_EXERCISE BRIEF:_ What do the lines from the one containing "the white sneaker" through the end of the entries say? Quote them exactly, and only them.

[Saved entries]
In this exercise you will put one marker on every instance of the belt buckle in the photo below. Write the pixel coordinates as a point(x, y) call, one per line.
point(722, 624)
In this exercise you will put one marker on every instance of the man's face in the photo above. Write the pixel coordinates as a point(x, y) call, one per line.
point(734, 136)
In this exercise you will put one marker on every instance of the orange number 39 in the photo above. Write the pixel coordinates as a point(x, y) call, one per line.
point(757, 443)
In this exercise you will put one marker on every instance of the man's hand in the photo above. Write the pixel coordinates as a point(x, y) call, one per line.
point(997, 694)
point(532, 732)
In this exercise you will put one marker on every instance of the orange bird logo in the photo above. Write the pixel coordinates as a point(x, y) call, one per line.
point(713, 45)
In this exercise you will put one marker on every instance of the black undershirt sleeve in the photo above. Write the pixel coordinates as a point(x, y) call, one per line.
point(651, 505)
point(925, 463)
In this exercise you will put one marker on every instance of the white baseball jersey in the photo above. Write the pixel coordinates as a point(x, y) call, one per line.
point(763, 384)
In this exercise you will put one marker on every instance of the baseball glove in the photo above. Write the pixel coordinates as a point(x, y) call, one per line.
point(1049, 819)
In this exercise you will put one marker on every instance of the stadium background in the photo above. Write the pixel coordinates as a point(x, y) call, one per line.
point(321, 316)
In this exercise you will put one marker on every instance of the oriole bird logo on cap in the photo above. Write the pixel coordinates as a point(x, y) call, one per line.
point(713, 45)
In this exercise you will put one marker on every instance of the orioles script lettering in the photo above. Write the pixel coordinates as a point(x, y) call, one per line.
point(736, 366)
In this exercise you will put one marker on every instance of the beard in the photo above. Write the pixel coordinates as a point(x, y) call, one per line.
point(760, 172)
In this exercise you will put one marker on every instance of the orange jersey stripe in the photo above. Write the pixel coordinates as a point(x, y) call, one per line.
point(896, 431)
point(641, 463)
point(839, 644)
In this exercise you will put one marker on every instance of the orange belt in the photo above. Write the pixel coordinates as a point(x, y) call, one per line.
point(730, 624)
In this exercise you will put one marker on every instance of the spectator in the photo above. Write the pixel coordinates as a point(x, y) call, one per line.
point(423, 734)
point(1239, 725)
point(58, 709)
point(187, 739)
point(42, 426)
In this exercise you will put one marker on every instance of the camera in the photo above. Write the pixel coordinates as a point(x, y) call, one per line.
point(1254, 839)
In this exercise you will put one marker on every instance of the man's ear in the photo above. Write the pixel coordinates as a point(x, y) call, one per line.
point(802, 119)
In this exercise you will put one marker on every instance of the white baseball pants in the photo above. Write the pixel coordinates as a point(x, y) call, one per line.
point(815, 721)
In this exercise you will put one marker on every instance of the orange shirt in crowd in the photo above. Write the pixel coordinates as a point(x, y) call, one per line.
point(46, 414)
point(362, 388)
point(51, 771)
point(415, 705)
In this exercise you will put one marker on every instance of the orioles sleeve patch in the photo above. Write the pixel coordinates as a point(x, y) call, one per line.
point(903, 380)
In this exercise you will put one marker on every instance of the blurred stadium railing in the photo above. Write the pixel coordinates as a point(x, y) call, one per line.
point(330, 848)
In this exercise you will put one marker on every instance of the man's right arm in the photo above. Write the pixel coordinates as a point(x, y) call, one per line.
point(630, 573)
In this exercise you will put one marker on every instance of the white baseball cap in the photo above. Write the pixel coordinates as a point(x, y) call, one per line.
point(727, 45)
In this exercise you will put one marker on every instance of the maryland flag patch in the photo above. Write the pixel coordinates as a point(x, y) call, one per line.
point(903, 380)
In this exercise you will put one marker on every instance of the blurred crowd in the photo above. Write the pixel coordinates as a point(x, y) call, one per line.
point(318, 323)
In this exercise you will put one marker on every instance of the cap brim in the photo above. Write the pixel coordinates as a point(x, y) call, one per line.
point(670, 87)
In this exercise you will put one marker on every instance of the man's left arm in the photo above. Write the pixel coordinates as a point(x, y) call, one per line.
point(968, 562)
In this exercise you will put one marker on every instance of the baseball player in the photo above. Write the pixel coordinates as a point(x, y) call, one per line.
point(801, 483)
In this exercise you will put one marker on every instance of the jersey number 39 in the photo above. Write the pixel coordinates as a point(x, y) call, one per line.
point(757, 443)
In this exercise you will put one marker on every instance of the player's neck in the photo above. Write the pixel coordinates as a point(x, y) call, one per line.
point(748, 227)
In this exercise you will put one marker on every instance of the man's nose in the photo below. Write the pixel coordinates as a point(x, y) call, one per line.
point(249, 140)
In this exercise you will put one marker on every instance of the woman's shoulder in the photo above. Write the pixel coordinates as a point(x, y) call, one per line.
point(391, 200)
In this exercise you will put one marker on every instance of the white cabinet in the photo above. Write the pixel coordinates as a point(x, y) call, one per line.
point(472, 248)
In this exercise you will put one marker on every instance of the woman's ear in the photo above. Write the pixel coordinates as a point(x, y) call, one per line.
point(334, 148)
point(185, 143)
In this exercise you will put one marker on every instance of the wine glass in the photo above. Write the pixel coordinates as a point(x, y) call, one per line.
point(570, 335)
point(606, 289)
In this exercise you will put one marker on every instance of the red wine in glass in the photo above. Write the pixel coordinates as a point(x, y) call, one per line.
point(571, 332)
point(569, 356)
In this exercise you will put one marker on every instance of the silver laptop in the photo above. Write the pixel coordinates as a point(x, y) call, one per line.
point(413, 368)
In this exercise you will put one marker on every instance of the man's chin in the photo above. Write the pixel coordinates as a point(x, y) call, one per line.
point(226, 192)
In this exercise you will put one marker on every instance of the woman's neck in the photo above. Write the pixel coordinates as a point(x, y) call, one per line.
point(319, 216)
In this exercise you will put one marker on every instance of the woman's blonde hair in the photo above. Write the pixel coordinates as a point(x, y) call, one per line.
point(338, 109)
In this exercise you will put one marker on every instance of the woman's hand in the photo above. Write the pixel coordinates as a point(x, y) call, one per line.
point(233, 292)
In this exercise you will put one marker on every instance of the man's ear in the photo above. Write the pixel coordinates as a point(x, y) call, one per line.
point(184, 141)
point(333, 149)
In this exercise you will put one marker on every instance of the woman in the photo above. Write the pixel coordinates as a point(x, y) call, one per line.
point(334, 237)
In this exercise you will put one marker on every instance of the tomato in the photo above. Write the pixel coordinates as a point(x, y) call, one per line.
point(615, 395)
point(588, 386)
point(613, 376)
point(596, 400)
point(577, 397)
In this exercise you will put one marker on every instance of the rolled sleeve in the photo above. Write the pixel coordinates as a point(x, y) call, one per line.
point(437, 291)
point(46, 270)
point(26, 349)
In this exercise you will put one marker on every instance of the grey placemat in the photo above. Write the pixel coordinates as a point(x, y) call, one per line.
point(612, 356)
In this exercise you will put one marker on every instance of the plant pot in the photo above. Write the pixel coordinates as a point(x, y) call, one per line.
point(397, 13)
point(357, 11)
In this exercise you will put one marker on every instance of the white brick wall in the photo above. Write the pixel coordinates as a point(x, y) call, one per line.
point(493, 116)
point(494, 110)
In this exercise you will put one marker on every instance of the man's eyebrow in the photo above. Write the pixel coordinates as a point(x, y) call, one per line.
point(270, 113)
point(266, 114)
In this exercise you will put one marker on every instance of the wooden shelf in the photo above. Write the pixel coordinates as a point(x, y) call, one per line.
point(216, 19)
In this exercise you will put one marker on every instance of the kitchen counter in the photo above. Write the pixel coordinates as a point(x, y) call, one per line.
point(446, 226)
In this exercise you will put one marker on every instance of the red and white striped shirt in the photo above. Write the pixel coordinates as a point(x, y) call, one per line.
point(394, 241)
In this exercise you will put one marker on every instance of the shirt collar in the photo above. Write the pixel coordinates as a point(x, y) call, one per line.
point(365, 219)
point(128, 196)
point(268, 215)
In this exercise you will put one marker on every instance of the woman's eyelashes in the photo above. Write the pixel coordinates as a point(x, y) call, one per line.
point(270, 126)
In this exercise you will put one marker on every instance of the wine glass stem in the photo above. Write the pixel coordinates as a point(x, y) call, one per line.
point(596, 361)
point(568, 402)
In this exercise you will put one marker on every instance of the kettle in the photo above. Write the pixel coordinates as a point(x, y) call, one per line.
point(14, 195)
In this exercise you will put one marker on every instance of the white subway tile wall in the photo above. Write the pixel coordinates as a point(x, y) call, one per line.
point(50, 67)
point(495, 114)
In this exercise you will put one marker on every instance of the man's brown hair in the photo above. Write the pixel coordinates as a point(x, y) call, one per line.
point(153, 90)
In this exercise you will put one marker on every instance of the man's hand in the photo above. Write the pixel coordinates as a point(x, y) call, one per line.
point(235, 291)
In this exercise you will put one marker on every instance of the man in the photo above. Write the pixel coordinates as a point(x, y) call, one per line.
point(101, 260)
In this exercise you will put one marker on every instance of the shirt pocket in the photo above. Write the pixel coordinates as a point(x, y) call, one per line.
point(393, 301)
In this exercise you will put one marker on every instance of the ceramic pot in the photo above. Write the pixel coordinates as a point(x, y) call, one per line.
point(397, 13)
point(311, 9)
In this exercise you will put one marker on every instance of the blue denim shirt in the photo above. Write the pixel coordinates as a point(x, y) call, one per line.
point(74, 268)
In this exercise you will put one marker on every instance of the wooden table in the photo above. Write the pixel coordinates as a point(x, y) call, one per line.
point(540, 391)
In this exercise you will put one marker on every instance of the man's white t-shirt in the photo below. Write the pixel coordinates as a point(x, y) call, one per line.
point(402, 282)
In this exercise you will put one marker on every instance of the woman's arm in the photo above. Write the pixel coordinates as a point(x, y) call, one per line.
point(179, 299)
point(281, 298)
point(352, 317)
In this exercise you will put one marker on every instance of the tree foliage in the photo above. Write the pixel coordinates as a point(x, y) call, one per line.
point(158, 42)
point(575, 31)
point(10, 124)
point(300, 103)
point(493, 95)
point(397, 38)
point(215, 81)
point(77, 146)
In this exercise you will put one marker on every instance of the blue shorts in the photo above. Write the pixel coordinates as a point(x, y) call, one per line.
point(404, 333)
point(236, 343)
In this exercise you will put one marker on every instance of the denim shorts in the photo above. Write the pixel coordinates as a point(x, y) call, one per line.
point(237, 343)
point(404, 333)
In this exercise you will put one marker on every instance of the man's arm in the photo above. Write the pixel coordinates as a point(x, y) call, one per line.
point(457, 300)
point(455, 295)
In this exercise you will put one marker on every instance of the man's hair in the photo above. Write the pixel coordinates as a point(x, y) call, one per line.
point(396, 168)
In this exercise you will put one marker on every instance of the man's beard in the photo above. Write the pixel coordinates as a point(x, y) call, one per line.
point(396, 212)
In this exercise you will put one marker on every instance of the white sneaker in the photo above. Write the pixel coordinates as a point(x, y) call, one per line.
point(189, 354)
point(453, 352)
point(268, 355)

_TASK RESULT:_
In this exercise you will put one marker on every instance of the white sneaker in the photo above. Write the pixel coordinates as a point(x, y) call, one per line.
point(189, 354)
point(453, 352)
point(268, 355)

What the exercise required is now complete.